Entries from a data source

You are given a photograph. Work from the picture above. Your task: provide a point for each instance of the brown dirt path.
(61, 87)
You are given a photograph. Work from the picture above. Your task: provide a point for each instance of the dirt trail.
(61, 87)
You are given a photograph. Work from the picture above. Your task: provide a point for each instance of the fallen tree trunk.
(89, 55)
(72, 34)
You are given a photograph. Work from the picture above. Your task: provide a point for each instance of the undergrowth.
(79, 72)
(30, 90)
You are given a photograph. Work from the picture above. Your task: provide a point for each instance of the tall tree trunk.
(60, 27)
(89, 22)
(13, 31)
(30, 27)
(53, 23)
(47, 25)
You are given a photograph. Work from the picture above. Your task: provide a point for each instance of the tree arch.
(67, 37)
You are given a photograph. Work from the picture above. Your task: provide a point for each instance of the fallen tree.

WRITTEN PROBLEM — Copy every line of the material above word for word.

WORKED ANSWER —
You are given a photograph. Work from the picture above. Your task: provide a point for each instance of the brown dirt path.
(61, 87)
You are given a photograph. Work from the picture above. Your task: provide a point for each instance of the dirt trail.
(61, 87)
You are given a photograph. Work from the picture above. Your task: provide a point for each instance of the fallen tree trunk.
(89, 55)
(72, 34)
You are given a photograph. Work from the picture above. Your task: provide a point for each instance of the undergrowth.
(79, 72)
(30, 90)
You are given a photograph. Work from the picture above. Your task: provide a point for each instance of the tall tree trunk.
(60, 27)
(89, 22)
(13, 31)
(30, 27)
(53, 23)
(47, 25)
You are given a photograph. Work from the picture above. Your task: provide a point for each instance of the tree arch.
(67, 37)
You are given a photograph. Work from the picture above. Your task: provide a point for each instance of the fallen tree.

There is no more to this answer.